PROBLEM TO SOLVE: All lines from the one with "Target: reflection on water" onward, through the last line of the records below, are to be retyped word for word.

__________________________________________________

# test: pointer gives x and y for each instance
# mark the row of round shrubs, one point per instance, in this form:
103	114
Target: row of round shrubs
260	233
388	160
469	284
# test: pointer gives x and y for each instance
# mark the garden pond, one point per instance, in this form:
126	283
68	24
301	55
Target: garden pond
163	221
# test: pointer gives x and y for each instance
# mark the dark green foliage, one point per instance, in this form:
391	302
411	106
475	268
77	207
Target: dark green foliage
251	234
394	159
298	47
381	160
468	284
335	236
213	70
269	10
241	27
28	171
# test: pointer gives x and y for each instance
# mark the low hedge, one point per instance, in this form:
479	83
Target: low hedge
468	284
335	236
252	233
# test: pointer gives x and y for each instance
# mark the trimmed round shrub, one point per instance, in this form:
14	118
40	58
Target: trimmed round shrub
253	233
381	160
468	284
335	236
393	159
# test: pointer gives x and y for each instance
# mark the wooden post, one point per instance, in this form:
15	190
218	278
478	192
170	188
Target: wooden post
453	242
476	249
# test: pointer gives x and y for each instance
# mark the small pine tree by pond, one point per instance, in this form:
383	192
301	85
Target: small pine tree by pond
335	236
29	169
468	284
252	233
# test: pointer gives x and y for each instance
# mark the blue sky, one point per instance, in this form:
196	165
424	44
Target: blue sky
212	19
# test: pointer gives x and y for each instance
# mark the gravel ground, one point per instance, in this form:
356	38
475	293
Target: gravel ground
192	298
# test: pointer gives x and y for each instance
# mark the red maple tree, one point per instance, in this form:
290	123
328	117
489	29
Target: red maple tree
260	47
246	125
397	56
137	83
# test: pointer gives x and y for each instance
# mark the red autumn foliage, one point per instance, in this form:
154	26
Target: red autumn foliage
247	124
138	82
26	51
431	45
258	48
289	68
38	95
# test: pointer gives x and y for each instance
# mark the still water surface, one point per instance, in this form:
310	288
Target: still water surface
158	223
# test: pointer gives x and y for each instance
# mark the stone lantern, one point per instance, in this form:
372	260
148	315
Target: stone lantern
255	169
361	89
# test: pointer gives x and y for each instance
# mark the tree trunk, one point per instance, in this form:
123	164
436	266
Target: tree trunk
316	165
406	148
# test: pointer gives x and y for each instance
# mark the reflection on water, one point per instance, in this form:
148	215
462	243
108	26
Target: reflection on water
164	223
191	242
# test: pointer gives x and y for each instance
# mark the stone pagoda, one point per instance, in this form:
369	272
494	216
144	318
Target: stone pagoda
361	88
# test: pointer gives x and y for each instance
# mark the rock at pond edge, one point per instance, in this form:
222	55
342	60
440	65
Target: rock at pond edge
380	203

__________________________________________________

RESPONSE BELOW:
Target: reflection on water
164	223
191	242
# test: pointer gives x and y for each instance
# mark the stone pagoda, one point per instance, in this form:
369	272
494	216
144	318
Target: stone pagoda
361	88
# test: pointer gives x and y for each instance
# mark the rock at pond edge, one point per instance, in this form:
222	55
342	60
440	65
Target: rock at pond edge
380	203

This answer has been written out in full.